• [Task instructions] Counting task for the data below: how many lines hold the word "identify"? Answer with the number only.

• [Data in this exercise]

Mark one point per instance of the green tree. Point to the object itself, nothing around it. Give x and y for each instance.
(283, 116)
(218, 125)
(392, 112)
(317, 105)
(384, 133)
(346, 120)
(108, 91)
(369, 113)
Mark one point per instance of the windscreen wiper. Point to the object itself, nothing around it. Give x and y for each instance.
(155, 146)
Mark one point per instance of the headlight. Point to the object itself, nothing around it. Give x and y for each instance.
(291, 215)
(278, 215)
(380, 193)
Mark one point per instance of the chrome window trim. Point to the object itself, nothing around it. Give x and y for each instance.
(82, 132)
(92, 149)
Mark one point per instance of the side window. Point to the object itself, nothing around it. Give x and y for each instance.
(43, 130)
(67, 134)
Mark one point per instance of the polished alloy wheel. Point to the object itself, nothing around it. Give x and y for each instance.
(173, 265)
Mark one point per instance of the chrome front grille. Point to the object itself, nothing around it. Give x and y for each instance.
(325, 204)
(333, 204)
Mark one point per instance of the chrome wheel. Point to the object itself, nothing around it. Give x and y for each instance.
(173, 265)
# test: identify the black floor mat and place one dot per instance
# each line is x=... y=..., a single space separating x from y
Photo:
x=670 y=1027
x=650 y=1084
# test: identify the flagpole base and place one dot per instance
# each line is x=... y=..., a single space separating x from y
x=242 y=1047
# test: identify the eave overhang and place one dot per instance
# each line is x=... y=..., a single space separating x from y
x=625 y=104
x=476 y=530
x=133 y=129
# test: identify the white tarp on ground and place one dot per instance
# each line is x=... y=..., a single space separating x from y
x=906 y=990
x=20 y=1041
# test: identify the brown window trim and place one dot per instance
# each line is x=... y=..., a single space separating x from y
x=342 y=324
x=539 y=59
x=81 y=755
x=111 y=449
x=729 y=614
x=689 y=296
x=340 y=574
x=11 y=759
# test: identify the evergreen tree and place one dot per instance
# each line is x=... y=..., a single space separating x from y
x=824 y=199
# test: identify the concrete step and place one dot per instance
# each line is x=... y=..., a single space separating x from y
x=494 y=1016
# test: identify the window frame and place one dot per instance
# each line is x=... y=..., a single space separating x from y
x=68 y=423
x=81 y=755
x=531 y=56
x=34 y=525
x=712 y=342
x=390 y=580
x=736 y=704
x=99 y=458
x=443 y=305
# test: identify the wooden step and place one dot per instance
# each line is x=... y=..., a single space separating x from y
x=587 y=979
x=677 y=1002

• [Solution to this task] 9